▸ WHAT THE TASK REQUIRES: Starting at the line that contains "Check that every instance of the street" and continuing through the end of the items, output those lines as a numbered list with blank lines left out.

Data records:
========================================================================
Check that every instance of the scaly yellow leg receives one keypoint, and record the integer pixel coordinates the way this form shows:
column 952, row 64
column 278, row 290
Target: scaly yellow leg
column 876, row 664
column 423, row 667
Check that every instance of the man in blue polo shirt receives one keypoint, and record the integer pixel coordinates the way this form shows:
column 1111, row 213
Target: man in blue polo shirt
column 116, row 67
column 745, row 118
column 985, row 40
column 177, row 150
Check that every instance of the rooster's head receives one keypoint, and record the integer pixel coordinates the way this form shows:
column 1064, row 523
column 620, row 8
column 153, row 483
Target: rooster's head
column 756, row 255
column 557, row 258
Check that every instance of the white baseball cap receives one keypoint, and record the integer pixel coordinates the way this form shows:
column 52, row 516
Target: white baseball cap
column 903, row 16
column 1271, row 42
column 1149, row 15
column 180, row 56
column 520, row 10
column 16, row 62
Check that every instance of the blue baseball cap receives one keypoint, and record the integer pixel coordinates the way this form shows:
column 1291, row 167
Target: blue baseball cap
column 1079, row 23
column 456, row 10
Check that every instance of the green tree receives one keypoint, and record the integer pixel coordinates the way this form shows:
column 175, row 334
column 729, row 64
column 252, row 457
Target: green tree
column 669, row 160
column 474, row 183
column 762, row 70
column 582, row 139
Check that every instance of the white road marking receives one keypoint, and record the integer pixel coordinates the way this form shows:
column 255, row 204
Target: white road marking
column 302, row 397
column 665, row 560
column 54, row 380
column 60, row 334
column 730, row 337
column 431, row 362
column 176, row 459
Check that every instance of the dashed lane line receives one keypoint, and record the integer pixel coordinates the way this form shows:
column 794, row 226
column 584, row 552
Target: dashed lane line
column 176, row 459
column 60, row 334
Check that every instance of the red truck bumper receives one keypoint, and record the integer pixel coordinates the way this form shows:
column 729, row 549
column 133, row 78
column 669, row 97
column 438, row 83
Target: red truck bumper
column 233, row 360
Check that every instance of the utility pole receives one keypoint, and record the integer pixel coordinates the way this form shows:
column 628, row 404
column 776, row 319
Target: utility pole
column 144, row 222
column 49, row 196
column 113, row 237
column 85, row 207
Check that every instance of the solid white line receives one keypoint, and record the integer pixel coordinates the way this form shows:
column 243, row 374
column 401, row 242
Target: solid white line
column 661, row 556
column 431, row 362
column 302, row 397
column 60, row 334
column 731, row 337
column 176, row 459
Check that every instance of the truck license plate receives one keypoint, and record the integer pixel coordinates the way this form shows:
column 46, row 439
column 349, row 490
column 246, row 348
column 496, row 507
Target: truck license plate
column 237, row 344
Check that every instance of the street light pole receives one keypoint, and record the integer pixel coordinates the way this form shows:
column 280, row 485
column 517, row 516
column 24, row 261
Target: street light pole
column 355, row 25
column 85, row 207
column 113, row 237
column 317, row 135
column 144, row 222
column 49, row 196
========================================================================
▸ SOLUTION TO THE EXERCISE:
1. Check that every instance of the street light pole receives one keypoint, and record the integer pixel coordinates the way this form shows:
2. column 280, row 485
3. column 517, row 516
4. column 24, row 261
5. Target: street light pole
6. column 355, row 25
7. column 85, row 207
8. column 113, row 237
9. column 317, row 135
10. column 144, row 222
11. column 49, row 196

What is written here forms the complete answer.